TRECHO DO DOCUMENTO

───

O pitoresco, porém, não estava no imóvel, mas nos adereços que o ornavam: através dos vidros, via-se um tanque; também se via uma embarcação que, pelo que fiquei sabendo, era o famoso Granma no qual os revolucionários conseguiram chegar à ilha depois de uma viagem cheia de imprevistos. Embora não me recorde bem, creio que havia também destroços de um avião legalista abatido pelos revolucionários.
            Essas relíquias são objeto de uma desconcertante veneração por parte de ardorosos revolucionários que visitam Havana. Lembram as piedosas figuras que viajam centenas ou milhares de quilômetros para venerar suas imagens adoradas nos países cristãos. No interior do museu há uma vasta exposição de objetos pessoais pertencentes aos revolucionários.
            O desfilar silencioso de ateus extasiados com objetos expostos mostra que os seres humanos ainda não conseguiram romper a lógica do paraíso cristão prometido nos primórdios dos tempos: os socialistas apenas deslocaram o idílio do além-túmulo para uma abstração idealizada e culturalmente forjada depois que as mazelas do capitalismo forem extirpadas.

───

INFORMAÇÕES EXIBIDAS
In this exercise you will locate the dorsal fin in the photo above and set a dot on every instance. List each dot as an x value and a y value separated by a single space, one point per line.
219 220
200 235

───

DETALHES DO EXERCÍCIO
Reproduza fielmente a parte do texto sobre as relíquias revolucionárias em Havana, começando em "O pitoresco, porém, não" e seguindo até "pertencentes aos revolucionários.".

RESPOSTA
O pitoresco, porém, não estava no imóvel, mas nos adereços que o ornavam: através dos vidros, via-se um tanque; também se via uma embarcação que, pelo que fiquei sabendo, era o famoso Granma no qual os revolucionários conseguiram chegar à ilha depois de uma viagem cheia de imprevistos. Embora não me recorde bem, creio que havia também destroços de um avião legalista abatido pelos revolucionários.
            Essas relíquias são objeto de uma desconcertante veneração por parte de ardorosos revolucionários que visitam Havana. Lembram as piedosas figuras que viajam centenas ou milhares de quilômetros para venerar suas imagens adoradas nos países cristãos. No interior do museu há uma vasta exposição de objetos pessoais pertencentes aos revolucionários.